## Required task
Rewrite the data as a numbered list, from its start through the line containing "399 92 L 433", both included, with blank lines and pictures left out.

## Information provided
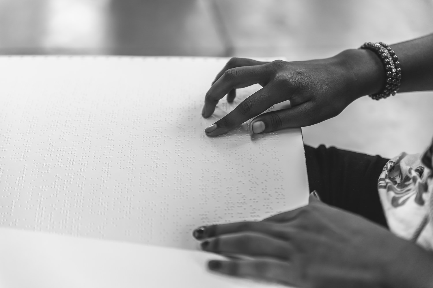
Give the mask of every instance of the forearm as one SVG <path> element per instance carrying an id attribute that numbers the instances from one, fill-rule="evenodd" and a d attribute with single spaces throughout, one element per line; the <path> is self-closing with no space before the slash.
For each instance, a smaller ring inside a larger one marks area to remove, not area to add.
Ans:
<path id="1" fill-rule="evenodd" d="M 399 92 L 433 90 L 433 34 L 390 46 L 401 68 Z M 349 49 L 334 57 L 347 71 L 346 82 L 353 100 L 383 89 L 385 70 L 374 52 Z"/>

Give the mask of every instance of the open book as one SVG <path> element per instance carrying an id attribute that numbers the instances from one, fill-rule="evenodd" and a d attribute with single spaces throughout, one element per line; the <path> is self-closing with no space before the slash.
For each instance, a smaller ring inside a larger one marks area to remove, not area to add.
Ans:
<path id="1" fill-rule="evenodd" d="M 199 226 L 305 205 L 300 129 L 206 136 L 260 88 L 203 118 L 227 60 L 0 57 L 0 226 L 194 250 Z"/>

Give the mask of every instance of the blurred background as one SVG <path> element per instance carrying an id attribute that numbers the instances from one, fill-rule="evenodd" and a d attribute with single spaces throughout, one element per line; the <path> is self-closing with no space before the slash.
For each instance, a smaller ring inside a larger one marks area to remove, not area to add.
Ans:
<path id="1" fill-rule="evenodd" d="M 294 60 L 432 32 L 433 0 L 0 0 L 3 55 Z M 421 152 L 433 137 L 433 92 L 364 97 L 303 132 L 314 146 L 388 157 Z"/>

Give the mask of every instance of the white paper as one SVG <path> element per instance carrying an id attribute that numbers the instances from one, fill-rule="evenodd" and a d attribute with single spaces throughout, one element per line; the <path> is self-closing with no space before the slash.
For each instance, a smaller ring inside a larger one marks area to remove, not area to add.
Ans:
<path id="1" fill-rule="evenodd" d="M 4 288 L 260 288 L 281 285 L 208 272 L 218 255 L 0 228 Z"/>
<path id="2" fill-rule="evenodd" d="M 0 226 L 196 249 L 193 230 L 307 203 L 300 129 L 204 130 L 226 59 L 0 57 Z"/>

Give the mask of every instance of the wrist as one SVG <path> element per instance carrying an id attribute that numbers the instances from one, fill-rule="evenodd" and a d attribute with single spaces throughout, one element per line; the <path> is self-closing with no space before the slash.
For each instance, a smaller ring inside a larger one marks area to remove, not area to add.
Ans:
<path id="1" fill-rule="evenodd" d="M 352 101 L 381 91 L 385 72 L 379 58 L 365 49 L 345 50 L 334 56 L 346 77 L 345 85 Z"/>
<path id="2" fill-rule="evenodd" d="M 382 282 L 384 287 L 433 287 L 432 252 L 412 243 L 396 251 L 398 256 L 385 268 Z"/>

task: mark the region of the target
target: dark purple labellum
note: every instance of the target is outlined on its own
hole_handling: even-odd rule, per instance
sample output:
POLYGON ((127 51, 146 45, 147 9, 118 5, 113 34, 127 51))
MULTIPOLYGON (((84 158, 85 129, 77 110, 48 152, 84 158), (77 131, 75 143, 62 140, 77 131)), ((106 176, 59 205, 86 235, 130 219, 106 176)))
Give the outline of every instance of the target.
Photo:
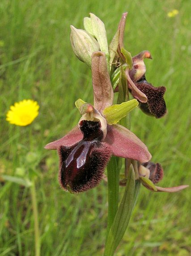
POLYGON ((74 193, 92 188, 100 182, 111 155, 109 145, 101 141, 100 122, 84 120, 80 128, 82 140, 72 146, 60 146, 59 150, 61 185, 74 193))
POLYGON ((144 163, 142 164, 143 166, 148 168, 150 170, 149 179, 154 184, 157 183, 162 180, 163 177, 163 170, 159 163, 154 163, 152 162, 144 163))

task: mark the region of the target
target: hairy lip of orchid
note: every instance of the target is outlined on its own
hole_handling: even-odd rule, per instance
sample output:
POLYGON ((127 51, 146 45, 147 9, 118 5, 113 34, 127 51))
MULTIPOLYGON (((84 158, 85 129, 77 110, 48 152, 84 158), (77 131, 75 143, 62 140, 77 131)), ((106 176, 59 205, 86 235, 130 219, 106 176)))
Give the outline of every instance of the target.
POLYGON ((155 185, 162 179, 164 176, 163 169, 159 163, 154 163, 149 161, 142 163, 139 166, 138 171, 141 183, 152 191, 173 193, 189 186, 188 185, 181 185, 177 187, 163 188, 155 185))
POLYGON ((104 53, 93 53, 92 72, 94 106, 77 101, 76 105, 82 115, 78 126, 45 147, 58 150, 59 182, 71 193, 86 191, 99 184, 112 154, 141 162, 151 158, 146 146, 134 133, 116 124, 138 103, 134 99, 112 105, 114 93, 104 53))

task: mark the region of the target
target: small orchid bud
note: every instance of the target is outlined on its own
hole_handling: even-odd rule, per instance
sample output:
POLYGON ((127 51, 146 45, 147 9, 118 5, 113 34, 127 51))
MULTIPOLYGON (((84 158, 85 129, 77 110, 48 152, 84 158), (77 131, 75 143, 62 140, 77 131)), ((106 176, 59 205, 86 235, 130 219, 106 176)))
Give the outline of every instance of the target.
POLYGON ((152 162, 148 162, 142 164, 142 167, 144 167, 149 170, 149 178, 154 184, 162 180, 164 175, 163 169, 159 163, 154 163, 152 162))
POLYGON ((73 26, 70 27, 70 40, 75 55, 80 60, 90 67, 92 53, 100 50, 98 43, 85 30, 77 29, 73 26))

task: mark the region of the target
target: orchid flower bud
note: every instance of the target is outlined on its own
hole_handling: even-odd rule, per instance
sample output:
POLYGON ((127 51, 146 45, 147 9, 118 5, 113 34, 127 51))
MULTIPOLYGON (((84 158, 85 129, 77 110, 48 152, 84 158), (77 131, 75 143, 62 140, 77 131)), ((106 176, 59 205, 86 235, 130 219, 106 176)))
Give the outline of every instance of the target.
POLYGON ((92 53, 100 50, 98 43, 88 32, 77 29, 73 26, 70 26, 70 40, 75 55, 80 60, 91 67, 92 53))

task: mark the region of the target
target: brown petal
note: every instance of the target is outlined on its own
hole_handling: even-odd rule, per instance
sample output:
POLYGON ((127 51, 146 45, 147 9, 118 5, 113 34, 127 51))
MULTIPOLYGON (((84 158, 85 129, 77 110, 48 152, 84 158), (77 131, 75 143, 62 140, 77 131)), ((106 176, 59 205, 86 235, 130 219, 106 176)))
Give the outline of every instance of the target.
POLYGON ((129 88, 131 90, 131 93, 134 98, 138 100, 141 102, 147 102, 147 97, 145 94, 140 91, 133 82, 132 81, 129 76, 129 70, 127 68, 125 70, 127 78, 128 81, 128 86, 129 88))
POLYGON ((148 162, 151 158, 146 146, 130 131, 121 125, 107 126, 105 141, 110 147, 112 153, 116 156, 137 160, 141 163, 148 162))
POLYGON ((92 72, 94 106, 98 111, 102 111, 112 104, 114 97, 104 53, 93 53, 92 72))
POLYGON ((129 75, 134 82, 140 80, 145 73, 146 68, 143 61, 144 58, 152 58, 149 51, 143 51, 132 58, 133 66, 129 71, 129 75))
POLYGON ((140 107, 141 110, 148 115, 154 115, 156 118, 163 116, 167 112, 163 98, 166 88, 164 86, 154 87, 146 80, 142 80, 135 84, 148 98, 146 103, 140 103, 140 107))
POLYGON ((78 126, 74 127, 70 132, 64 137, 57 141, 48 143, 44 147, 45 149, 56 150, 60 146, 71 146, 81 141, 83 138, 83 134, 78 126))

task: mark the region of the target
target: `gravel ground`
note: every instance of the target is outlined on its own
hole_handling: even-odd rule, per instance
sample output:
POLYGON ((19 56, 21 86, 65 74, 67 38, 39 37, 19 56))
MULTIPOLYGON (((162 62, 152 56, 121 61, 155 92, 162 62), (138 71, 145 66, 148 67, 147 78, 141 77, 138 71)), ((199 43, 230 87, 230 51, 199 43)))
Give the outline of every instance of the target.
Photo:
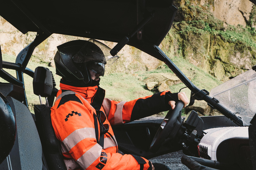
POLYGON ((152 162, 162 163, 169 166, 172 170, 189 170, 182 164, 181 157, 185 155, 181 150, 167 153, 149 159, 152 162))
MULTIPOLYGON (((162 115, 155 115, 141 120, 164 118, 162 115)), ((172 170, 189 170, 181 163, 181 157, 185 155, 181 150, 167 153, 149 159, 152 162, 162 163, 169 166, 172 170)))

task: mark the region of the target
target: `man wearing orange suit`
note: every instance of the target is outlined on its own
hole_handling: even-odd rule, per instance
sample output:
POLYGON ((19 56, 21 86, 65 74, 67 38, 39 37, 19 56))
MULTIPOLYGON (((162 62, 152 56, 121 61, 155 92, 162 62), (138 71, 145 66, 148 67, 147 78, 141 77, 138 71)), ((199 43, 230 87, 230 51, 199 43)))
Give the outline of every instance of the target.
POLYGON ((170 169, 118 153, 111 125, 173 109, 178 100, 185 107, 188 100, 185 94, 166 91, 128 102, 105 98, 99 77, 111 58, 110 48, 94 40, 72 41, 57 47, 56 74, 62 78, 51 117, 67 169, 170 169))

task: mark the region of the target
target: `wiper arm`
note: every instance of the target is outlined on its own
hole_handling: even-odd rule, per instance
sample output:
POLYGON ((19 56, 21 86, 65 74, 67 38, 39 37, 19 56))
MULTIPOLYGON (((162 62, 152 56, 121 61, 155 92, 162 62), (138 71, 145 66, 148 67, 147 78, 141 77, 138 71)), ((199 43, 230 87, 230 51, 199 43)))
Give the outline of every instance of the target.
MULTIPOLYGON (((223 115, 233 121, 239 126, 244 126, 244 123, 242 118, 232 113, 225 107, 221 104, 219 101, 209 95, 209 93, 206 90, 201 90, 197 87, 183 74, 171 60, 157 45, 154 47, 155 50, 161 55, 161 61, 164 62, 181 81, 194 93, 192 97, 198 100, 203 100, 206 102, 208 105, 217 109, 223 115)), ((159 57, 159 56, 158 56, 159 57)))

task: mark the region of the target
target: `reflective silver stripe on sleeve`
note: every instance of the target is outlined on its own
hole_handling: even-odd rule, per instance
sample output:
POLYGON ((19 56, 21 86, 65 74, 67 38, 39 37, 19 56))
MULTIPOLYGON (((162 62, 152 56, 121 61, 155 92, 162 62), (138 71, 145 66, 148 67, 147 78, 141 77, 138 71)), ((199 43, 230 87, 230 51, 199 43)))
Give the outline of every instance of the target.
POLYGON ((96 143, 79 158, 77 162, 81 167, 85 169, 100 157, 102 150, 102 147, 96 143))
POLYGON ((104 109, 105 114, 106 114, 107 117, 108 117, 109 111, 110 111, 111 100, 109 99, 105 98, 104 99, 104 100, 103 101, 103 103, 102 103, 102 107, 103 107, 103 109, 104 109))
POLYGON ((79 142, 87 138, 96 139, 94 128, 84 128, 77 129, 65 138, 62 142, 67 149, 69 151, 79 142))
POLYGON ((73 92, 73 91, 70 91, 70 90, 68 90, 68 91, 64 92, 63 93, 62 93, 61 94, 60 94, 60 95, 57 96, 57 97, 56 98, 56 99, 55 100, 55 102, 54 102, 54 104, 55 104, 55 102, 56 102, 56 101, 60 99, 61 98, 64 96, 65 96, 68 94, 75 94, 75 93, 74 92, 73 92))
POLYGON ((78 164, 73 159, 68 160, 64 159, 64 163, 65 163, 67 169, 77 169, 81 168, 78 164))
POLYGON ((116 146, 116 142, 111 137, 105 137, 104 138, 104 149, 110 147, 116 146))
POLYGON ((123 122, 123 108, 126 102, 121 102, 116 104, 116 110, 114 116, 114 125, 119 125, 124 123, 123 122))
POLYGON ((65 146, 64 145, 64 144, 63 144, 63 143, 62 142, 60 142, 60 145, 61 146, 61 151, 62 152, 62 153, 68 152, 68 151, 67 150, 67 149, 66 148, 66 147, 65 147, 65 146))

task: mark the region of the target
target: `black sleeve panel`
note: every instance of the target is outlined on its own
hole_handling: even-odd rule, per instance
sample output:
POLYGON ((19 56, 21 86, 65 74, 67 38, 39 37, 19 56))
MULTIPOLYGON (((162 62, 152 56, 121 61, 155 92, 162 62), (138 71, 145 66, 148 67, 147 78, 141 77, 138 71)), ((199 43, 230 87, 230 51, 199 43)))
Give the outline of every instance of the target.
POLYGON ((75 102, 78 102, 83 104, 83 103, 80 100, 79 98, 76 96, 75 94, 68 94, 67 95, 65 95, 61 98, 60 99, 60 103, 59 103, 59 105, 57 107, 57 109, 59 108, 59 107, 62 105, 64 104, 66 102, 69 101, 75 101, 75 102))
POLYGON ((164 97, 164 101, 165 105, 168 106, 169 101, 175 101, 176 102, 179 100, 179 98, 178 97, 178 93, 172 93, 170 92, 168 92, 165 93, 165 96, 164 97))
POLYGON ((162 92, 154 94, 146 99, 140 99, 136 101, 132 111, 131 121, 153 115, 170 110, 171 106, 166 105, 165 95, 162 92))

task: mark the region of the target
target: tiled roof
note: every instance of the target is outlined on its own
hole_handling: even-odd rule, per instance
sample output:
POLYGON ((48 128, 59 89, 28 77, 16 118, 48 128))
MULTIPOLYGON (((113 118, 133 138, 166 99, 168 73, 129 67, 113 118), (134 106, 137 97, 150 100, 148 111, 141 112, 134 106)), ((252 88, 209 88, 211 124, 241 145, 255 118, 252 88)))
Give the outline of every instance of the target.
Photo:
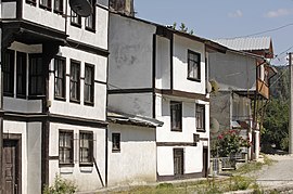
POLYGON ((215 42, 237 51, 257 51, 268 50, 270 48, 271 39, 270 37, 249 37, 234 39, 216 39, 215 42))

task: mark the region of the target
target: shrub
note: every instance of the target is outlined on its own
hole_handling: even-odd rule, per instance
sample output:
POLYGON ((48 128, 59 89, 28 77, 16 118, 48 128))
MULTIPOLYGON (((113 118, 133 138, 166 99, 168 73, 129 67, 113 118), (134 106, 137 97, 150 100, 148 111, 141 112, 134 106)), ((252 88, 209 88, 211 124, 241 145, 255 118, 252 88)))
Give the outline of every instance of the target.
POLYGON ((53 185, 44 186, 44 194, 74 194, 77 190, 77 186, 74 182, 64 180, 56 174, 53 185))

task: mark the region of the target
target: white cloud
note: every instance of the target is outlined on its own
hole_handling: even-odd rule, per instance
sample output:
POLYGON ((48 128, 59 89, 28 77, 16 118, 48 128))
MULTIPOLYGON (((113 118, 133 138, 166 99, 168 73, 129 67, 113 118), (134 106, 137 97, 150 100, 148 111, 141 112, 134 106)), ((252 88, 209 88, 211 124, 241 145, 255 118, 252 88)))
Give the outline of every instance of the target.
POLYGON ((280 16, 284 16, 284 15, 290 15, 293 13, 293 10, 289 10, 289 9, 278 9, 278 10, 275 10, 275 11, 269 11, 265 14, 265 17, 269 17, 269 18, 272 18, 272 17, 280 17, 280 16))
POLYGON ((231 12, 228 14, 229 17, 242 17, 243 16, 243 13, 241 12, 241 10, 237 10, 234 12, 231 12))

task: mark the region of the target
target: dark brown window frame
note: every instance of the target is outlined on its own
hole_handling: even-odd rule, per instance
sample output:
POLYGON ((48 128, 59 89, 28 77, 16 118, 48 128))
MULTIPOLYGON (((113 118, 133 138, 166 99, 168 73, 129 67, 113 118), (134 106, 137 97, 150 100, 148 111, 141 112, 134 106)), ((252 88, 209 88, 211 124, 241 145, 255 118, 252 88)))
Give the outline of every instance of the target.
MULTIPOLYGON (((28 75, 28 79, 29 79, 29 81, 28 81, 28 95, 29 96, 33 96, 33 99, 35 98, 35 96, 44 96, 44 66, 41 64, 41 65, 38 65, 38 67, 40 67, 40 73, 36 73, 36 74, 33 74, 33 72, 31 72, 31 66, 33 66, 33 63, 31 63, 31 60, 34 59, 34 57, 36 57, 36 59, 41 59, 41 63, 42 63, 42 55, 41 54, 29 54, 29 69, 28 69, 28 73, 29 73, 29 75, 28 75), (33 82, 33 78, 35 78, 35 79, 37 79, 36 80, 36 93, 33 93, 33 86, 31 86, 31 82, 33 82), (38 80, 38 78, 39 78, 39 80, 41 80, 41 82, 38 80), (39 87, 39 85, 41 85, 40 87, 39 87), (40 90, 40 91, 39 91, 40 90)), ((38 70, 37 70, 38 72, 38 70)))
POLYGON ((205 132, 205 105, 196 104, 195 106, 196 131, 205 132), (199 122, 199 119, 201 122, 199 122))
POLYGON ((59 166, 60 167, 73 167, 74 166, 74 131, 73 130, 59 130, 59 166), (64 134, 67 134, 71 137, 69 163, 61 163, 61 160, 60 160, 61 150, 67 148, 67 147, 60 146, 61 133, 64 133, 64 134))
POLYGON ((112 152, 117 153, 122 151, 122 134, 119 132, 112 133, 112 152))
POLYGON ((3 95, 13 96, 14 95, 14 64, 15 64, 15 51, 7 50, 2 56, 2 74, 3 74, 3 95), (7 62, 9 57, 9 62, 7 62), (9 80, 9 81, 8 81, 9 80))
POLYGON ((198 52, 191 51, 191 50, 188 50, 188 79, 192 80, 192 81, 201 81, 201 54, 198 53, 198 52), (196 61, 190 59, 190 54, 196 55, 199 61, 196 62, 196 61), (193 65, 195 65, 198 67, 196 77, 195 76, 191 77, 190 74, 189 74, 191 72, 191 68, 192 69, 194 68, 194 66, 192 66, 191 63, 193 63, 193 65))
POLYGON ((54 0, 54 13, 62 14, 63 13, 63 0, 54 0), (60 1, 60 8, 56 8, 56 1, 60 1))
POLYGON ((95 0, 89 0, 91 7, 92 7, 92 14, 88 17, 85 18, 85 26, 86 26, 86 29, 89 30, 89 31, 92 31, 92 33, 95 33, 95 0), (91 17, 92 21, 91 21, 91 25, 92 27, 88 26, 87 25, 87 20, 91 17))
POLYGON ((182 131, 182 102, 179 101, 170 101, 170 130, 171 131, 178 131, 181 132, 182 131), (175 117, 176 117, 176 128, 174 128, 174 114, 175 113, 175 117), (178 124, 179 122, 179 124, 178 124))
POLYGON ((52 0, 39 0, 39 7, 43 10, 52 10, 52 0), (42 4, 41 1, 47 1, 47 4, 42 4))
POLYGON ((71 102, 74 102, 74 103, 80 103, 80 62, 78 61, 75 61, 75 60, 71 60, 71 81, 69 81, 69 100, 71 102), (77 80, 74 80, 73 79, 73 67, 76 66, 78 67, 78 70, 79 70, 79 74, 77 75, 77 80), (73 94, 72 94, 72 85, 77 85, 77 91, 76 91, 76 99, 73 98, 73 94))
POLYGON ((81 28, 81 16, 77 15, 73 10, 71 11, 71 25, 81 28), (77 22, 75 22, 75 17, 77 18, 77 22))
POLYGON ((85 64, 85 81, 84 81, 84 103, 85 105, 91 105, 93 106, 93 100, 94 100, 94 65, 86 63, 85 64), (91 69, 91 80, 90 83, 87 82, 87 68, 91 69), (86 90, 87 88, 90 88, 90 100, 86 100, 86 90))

## Solution for this exercise
1. Give the mask of every instance of the forearm as one SVG <path> element per instance carrying an id attribute that numbers the instances from one, fill-rule="evenodd" and a d attribute with single spaces throughout, one element per line; the <path> is self-closing with no space before the slash.
2. For each instance, a smaller ring inside a larger one marks area to remove, not area to add.
3. Ans:
4. <path id="1" fill-rule="evenodd" d="M 399 92 L 433 90 L 433 34 L 390 46 L 401 68 Z M 349 49 L 334 57 L 347 71 L 346 82 L 353 100 L 383 89 L 385 70 L 374 52 Z"/>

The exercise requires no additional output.